— Written problem —
Can you rewrite the records from the line holding "the white door" through the end of the records, inclusive, switching "stainless steel" to "brushed metal" and leaving everything else unchanged?

━━━━━━━━━━━━━━━━━━━━

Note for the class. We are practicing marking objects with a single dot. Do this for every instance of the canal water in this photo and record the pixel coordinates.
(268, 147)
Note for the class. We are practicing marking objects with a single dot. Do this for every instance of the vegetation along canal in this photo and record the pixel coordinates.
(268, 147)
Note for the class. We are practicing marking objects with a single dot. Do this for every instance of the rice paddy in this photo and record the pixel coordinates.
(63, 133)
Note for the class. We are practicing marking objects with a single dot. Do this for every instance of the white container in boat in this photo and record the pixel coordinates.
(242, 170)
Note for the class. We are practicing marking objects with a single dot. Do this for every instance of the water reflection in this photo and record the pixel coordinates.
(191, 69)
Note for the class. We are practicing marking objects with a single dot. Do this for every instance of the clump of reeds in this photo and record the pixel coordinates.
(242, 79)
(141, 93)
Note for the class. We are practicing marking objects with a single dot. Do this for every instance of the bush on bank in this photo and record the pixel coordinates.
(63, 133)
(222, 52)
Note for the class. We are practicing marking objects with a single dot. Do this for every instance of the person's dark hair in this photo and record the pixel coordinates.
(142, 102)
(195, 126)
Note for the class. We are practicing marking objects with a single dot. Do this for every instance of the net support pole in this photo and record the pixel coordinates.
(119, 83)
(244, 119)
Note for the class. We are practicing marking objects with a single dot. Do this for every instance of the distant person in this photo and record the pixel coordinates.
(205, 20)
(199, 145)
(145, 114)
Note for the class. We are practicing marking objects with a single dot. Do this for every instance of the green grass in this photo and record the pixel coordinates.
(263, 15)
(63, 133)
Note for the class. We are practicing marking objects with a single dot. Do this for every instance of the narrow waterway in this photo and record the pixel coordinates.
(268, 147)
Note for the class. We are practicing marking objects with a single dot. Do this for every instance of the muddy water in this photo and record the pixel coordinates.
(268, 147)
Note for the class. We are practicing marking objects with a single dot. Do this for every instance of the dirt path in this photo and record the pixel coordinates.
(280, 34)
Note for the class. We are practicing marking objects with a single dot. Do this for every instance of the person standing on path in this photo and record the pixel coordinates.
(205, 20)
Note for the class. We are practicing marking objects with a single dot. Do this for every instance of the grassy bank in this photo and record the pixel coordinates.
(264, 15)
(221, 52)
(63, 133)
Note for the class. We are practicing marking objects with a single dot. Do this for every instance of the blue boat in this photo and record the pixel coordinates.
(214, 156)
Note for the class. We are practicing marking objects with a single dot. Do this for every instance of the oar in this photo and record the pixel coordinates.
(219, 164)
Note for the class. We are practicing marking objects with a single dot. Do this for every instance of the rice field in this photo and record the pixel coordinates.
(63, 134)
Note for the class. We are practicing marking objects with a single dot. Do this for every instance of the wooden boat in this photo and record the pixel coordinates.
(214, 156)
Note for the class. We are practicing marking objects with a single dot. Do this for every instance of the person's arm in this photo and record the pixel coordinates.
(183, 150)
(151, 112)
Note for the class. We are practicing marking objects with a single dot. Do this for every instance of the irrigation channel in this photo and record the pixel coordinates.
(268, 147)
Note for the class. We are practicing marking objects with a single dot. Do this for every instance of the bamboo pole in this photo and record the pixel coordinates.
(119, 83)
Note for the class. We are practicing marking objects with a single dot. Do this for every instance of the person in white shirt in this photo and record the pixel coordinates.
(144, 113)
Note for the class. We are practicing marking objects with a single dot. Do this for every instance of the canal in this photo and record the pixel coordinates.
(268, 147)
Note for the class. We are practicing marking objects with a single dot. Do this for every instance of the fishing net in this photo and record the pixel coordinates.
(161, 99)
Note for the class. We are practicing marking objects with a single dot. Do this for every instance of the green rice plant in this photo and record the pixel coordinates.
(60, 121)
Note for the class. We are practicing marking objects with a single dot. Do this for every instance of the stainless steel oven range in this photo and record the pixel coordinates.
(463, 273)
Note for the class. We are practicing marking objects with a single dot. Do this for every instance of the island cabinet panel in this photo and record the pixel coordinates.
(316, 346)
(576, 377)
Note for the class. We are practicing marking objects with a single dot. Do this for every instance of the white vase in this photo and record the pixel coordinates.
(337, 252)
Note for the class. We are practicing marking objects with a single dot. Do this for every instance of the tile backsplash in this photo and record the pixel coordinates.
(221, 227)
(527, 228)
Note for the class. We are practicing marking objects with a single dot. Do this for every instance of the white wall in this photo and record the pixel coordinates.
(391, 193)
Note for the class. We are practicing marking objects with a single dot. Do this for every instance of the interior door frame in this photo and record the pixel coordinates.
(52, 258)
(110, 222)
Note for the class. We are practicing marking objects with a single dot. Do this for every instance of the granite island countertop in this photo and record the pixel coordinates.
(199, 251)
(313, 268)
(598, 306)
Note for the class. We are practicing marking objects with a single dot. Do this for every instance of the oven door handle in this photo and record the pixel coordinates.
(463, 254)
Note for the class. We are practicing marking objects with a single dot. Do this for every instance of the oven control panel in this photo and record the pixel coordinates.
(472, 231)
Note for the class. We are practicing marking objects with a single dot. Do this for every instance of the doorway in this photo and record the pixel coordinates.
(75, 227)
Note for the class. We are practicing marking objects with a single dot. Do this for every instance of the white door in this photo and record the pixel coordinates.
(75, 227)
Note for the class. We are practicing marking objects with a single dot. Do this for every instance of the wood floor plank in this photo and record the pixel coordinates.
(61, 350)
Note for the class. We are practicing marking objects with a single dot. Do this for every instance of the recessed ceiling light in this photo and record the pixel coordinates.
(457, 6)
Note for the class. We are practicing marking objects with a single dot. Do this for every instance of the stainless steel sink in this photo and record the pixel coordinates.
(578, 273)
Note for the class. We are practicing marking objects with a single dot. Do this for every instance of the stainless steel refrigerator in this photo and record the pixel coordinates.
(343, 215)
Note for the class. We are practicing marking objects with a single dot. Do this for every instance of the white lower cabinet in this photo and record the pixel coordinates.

━━━━━━━━━━━━━━━━━━━━

— Answer to this task —
Note for the class. We are practicing marking objects with a single dot. Do this for every instance of the white door in this photo and record the pixel coordinates.
(75, 227)
Note for the class. We are practicing marking objects with a single dot. Do this for every instance of the wood floor plank in this photo and record the pixel coordinates.
(61, 350)
Note for the class. We are practicing marking objects with a single dot. Do this for every instance of the recessed ceiling light in this photo and record the pixel coordinates.
(457, 6)
Note for the class. We are practicing marking objects with a single dot. Do this for every instance of the brushed metal sink in this photo and record the pixel coordinates.
(578, 273)
Note for the class. We are practicing marking objects with a single dot. Do this for every instance of the brushed metal refrigerator in this photo and record the pixel coordinates.
(343, 215)
Note for the class. We are practicing marking objects with a single dot. Do this for every instance of the white lower cabinet in this photo and record the pixel coordinates.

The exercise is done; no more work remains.